### [Job A]
In the text on the Army's remote viewing program, who succeeded Major General Stubblebine as INSCOM commander?

━━ Page extract

A key sponsor of the research internally at Fort Meade, MD, MG Stubblebine was convinced of the reality of a wide variety of psychic phenomena. He required that all of his Battalion Commanders learn how to bend spoons a la Uri Geller, and he himself attempted several psychic feats, even attempting to walk through walls. In the early 1980s he was responsible for the United States Army Intelligence and Security Command (INSCOM), during which time the remote viewing project in the US Army began.

Some commentators have confused a "Project Jedi", allegedly run by Special Forces primarily out of Fort Bragg, with Stargate. After some controversy involving these experiments and alleged security violations from uncleared civilian psychics working in Sensitive Compartmented Information Facilities (SCIFs), Major General Stubblebine was placed on retirement.

His successor as the INSCOM commander was Major General Harry Soyster, who had a reputation as a much more conservative and conventional intelligence officer. MG Soyster was not amenable to continuing paranormal experiments and the Army's participation in Project Stargate ended during his tenure.[8]

Ingo Swann

Originally tested in the "Phase One" were OOBE-Beacon "RV" experiments at The American Society for Psychical Research, under research director Dr. Karlis Osis. A former OT VII Scientologist, who alleged to have coined the term 'remote viewing' as a derivation of protocols originally developed by René Warcollier, a French chemical engineer in the early 20th century, documented in the book Mind to Mind.

Swann's achievement was to break free from the conventional mold of casual experimentation and candidate burn out, and develop a viable set of protocols that put clairvoyance within a framework named “Coordinate Remote Viewing” (CRV). In a 1995 letter Ed May wrote he had not used Swann for two years because there were rumors of him briefing a high level person at SAIC on remote viewing and aliens, ETs.[17]

Pat Price

A former Burbank, California, police officer who participated in a number of Cold War era Remote viewing experiments, including the US government sponsored project SCANATE and the Stargate Project. Working with maps and photographs provided to him by the CIA, Price claimed to have been able to retrieve information from facilities behind Soviet Lines. He is probably best known for his sketches of cranes and gantries which appeared to conform to CIA intelligence photographs. At the time, his claims were taken seriously by the CIA.[18]



In addition to his participation in remote viewing experiments, Price believed that aliens had established four underground bases on Earth. He offered reports on these locations to Harold E. Puthoff, formerly of SRI International, the principal scientific investigator for Project SCANATE.[18]
For a time he worked alongside/in competition with Ingo Swann.

Joseph McMoneagle

McMoneagle claims he had a remarkable memory of very early childhood events. He grew up surrounded by alcoholism, abuse, and poverty. As a child, he had visions at night when scared, and first began to hone his psychic abilities in his teens for his own protection when he hitchhiked. He enlisted to get away. McMoneagle became an experimental remote viewer, while serving in U.S. Army Intelligence.[19]

Ed Dames

Dames was one of the first five Army students trained by Ingo Swann through Stage 3 in coordinate remote viewing. Because Dames' role was intended to be as session monitor and analyst as an aid to Fred Atwater [20] rather than a remote viewer, Dames received no further formal remote viewing training.

━━━━
━━ Input records

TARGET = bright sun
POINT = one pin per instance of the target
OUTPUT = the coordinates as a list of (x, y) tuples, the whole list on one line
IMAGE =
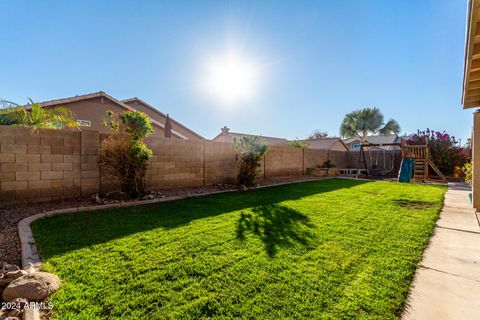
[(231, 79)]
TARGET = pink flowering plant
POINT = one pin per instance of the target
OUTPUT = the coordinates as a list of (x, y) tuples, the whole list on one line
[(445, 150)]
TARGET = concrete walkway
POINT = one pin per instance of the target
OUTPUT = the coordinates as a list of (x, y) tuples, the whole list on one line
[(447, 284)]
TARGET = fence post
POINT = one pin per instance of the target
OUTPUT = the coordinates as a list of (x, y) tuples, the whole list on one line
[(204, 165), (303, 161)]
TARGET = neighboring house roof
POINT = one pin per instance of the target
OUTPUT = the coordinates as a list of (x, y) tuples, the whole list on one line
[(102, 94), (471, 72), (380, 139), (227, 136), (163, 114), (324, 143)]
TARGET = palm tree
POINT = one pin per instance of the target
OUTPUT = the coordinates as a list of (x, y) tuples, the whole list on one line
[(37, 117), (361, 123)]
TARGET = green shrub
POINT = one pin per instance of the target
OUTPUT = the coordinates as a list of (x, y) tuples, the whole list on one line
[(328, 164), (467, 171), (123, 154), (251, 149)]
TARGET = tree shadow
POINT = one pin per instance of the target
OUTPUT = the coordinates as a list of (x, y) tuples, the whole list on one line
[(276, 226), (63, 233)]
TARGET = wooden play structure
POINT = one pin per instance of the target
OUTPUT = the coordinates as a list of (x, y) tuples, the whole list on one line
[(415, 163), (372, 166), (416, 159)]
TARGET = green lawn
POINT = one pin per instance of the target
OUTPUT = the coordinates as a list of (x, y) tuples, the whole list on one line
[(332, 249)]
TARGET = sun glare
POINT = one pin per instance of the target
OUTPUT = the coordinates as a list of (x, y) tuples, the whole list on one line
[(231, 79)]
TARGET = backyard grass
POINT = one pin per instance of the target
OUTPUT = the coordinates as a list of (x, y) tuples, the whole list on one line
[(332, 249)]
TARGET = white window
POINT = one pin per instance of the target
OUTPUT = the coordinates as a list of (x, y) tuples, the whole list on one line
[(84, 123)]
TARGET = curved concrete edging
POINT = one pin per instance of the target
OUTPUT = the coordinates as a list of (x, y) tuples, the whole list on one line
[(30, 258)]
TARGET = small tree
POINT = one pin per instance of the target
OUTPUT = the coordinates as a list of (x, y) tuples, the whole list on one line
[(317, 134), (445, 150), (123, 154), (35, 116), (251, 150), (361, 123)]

━━━━
━━ Input records

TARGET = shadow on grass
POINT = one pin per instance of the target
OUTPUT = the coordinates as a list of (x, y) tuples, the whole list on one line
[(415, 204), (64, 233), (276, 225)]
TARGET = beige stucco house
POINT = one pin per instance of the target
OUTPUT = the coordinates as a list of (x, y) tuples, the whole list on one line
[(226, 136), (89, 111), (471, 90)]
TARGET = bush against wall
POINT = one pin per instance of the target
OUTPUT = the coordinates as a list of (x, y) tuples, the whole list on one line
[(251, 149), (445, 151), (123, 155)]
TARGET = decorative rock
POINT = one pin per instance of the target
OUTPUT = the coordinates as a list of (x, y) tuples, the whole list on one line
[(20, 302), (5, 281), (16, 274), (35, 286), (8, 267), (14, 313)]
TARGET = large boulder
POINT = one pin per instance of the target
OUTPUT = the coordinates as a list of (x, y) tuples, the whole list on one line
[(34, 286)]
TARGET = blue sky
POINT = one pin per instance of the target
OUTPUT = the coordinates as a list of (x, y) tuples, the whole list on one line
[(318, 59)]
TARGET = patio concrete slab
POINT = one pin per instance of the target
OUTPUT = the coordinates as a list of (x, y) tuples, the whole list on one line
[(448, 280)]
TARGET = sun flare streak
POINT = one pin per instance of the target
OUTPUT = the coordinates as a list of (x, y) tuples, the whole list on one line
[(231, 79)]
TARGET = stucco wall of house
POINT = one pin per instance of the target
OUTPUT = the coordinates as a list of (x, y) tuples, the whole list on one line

━━━━

### [Job B]
Pull out every line of the records above that contains the string "green".

### [Expected output A]
Major General Harry Soyster

### [Expected output B]
TARGET = green shrub
TARGET = green lawn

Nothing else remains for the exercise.